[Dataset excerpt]
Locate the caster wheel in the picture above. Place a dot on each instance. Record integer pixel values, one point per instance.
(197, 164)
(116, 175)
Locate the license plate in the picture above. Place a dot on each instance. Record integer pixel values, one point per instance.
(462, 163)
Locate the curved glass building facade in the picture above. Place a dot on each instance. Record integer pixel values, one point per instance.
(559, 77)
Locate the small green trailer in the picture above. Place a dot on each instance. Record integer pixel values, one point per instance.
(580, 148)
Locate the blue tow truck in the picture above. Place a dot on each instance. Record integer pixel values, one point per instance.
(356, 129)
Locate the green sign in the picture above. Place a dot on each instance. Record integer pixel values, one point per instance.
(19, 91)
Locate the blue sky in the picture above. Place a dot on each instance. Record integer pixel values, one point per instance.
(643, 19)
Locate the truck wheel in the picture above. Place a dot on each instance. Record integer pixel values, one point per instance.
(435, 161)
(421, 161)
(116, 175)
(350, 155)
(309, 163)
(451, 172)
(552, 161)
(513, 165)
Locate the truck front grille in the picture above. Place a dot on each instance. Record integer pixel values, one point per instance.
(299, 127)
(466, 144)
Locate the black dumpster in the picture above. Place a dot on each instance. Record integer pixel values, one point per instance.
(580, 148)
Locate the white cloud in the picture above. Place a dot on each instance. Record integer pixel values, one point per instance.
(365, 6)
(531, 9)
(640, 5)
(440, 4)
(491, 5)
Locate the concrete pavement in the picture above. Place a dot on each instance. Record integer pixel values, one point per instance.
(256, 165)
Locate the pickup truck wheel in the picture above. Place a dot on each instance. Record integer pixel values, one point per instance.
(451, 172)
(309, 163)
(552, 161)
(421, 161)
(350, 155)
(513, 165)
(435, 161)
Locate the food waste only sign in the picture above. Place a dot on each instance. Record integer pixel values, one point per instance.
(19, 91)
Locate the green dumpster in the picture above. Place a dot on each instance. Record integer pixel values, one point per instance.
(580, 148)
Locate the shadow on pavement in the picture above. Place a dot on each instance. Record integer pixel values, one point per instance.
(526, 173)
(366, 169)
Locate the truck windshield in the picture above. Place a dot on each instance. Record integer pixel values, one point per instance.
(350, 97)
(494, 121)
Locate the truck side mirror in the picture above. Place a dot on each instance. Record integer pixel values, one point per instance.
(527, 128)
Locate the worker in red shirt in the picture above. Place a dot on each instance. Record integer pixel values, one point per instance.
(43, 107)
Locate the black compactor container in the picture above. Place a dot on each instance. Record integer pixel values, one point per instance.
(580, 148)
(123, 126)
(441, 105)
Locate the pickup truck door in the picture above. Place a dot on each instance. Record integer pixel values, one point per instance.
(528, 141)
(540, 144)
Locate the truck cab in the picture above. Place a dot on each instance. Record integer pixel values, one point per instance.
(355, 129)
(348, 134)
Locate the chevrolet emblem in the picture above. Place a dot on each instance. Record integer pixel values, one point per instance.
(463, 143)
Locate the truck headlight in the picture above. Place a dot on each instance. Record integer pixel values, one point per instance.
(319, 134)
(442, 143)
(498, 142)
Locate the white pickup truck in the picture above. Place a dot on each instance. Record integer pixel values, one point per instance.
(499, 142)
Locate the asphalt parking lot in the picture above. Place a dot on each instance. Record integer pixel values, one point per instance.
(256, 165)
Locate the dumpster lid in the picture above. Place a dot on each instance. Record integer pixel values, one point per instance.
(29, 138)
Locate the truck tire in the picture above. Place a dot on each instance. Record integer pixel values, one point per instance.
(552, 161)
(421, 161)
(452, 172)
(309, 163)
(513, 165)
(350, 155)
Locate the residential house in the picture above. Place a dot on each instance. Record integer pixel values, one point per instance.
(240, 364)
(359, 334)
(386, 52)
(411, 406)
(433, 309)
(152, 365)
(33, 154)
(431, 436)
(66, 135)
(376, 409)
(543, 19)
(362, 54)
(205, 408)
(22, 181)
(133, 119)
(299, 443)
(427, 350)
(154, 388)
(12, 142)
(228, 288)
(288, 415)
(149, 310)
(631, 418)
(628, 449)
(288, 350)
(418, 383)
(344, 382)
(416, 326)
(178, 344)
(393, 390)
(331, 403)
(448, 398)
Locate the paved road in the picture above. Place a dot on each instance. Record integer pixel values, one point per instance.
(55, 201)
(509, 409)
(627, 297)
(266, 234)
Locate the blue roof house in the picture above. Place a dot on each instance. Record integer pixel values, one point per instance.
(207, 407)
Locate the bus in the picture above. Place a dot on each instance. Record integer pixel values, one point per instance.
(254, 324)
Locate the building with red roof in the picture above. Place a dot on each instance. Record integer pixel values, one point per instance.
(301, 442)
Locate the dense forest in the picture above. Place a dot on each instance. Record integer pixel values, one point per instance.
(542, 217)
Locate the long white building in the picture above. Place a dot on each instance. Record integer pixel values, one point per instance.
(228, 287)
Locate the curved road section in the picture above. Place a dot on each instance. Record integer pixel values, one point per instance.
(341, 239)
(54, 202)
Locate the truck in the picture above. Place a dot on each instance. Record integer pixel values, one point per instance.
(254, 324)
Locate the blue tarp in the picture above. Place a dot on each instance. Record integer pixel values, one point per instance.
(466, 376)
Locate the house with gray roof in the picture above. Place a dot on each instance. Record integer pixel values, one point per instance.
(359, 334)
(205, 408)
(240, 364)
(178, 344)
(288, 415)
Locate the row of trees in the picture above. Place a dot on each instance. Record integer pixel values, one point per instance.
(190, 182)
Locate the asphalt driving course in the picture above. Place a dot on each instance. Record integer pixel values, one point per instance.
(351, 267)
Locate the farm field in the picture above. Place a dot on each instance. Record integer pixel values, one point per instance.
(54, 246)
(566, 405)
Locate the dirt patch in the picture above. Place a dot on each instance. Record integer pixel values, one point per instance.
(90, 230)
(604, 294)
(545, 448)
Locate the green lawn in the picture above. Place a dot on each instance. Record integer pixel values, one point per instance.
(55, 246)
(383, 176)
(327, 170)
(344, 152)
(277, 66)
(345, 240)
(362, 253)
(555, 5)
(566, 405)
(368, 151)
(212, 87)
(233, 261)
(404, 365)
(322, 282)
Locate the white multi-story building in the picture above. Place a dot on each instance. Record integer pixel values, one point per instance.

- **Work instructions**:
Turn every line of the records above into a numbered list, and skip any blank lines.

- **Task response**:
1. Locate the caster wheel in the picture above. Place a dot on each instance. Record integer pixel values, one point per instance.
2. (197, 164)
3. (116, 175)
4. Locate the license plate in the picture above. Place a dot on each instance. Record integer pixel values, one point per instance.
5. (462, 163)
6. Locate the curved glass building facade in the picture above. Place a dot on each instance. Record integer pixel values, one point per instance.
7. (559, 77)
8. Locate the small green trailer in the picture above. Place a dot on each instance. Record integer pixel values, one point per instance.
9. (580, 148)
10. Locate the blue tow truck in the picture above. Place a dot on each instance. Record integer pixel values, one point per instance.
11. (356, 129)
12. Locate the green sign in the picture above. Place a dot on each instance. Record integer pixel values, one point per instance.
13. (19, 91)
14. Locate the blue sky in the picture above. Place a dot on each instance. Record integer pixel values, one point per instance.
15. (643, 19)
16. Locate the truck wheel in the picture above. Place a dot on each instance. Record integer pixel values, one point per instance.
17. (435, 161)
18. (421, 161)
19. (116, 175)
20. (350, 155)
21. (309, 163)
22. (451, 172)
23. (552, 161)
24. (513, 165)
25. Locate the truck front grille in the picture above. Place a dot on each instance. Record integer pixel values, one point per instance.
26. (299, 127)
27. (466, 144)
28. Locate the black dumpster in the picture above. Place a dot on each instance. Record integer pixel values, one point per instance.
29. (580, 148)
30. Locate the white cloud in the picture above. Place a dot on each instance. Record integer pixel values, one point per instance.
31. (365, 6)
32. (531, 9)
33. (640, 5)
34. (440, 4)
35. (491, 5)
36. Locate the concrete pavement in the picture above. Place a dot on each instance. Record integer pixel values, one point per instance.
37. (256, 165)
38. Locate the pickup truck wheel in the picture above. Place a dot on each instance. Record integer pixel values, one point per instance.
39. (451, 172)
40. (309, 163)
41. (552, 161)
42. (421, 161)
43. (350, 155)
44. (513, 165)
45. (435, 161)
46. Locate the food waste only sign in the picture above. Place a dot on each instance. Record integer pixel values, one point per instance.
47. (19, 91)
48. Locate the green dumpster in the picture above. Place a dot on each instance. Record integer pixel values, one point per instance.
49. (580, 148)
50. Locate the shadow on pavement in the picture above. Place a dot on each instance. Record integer pixel values, one point per instance.
51. (526, 173)
52. (366, 169)
53. Locate the truck windshield in the picture above. Place a dot on each instance. Record integer pixel values, one point per instance.
54. (350, 97)
55. (494, 121)
56. Locate the truck side mirror in the picture above. Place a dot on each instance. Record integer pixel values, one point per instance.
57. (527, 128)
58. Locate the worker in red shirt in the picture above. Place a dot on each instance. Record integer pixel values, one point per instance.
59. (43, 107)
60. Locate the black compactor container in the picture above. Place a dot on each instance. Record integer pixel values, one point per instance.
61. (580, 148)
62. (123, 126)
63. (441, 105)
64. Locate the pickup truck door in the picture above. Place a dot on each instance. Record integer pixel values, one point per instance.
65. (528, 141)
66. (540, 144)
67. Locate the truck cab in the picture above. Place a dot on each instance. Record integer pixel values, one point per instance.
68. (355, 129)
69. (348, 134)
70. Locate the chevrolet emblem in the picture above. Place a dot on each instance. Record integer pixel values, one point per instance.
71. (463, 143)
72. Locate the truck headlight in the picture above. Place a dot on each instance. Record integer pixel values, one point per instance.
73. (319, 134)
74. (442, 143)
75. (498, 142)
76. Locate the white pickup truck in the picture above. Place a dot on each instance. Record integer pixel values, one point per instance.
77. (499, 142)
78. Locate the asphalt parking lot in the picture above. Place a dot on each instance. Record integer pixel values, one point per instance.
79. (256, 165)
80. Locate the dumpster lid in the picture above. Place a dot on each instance. Record integer pixel values, one point per instance.
81. (29, 138)
82. Locate the truck tire in the picture above. Place a dot on each instance. Record integer pixel values, one point per instance.
83. (552, 161)
84. (421, 161)
85. (452, 172)
86. (309, 163)
87. (513, 165)
88. (350, 155)
89. Locate the residential house in the picture above. Place a dot on each instance. Record integer pixel values, one point per instance.
90. (240, 364)
91. (359, 334)
92. (386, 52)
93. (411, 406)
94. (433, 309)
95. (152, 365)
96. (33, 154)
97. (431, 436)
98. (66, 135)
99. (376, 409)
100. (543, 19)
101. (362, 54)
102. (205, 408)
103. (22, 181)
104. (133, 119)
105. (299, 443)
106. (427, 350)
107. (154, 388)
108. (12, 142)
109. (228, 288)
110. (288, 415)
111. (149, 310)
112. (631, 418)
113. (628, 449)
114. (288, 350)
115. (418, 383)
116. (344, 382)
117. (416, 326)
118. (178, 344)
119. (393, 390)
120. (331, 403)
121. (448, 398)
122. Locate the paved road in the picture above. Place a dot on each instance. Record integer pixel values, one point per instance.
123. (55, 201)
124. (509, 409)
125. (627, 297)
126. (266, 234)
127. Locate the blue roof house in the picture above. Place a dot on each instance. Record integer pixel values, one point per instance.
128. (207, 407)
129. Locate the bus in the picture above. Place a dot on each instance. Record integer pixel values, one point per instance.
130. (254, 324)
131. Locate the building with red roof in the picture above. Place a dot on each instance. Record integer pixel values, one point per instance.
132. (301, 442)
133. Locate the dense forest in the picture above. Place a dot on each instance. Record integer pixel values, one point per instance.
134. (542, 217)
135. Locate the long white building in the picture above. Place a dot on each instance. Record integer pixel values, one point per instance.
136. (228, 287)
137. Locate the curved road section in the picture above. Place a dot on each instance. Record integer pixel values, one point per instance.
138. (341, 239)
139. (54, 202)
140. Locate the truck in the picture above. Place a dot on each instance. Record integer pixel values, one point per instance.
141. (254, 324)
142. Locate the blue tarp in the picture above. Place a dot on each instance. Record integer pixel values, one point per instance.
143. (466, 376)
144. Locate the house with gray roof in the picture above. Place a dot on each instance. Record integer pixel values, one point per instance.
145. (359, 334)
146. (205, 408)
147. (240, 364)
148. (178, 344)
149. (288, 415)
150. Locate the row of trees in the picture above. Place a dot on each instance. Record integer pixel values, one point per instance.
151. (190, 182)
152. Locate the asphalt driving course in the picture above. Place a dot on each instance. Record integer pixel values, one point per instance.
153. (351, 267)
154. Locate the farm field in the picture above. Place a dot on each instance. Record integer pixel values, one point per instance.
155. (54, 246)
156. (566, 405)
157. Locate the dirt patch in the picture above. Place a dot on each instance. Record integer pixel values, one point per instance.
158. (90, 230)
159. (604, 294)
160. (545, 448)
161. Locate the green lawn in the picture above. Place a dot on each instance. Record integer pixel values, one point per instance.
162. (55, 246)
163. (383, 176)
164. (327, 170)
165. (344, 152)
166. (277, 66)
167. (345, 240)
168. (362, 253)
169. (555, 5)
170. (566, 405)
171. (368, 151)
172. (212, 87)
173. (233, 261)
174. (404, 365)
175. (322, 282)
176. Locate the white multi-story building in the picture above. Place a dot on each instance. Record integer pixel values, one point per instance.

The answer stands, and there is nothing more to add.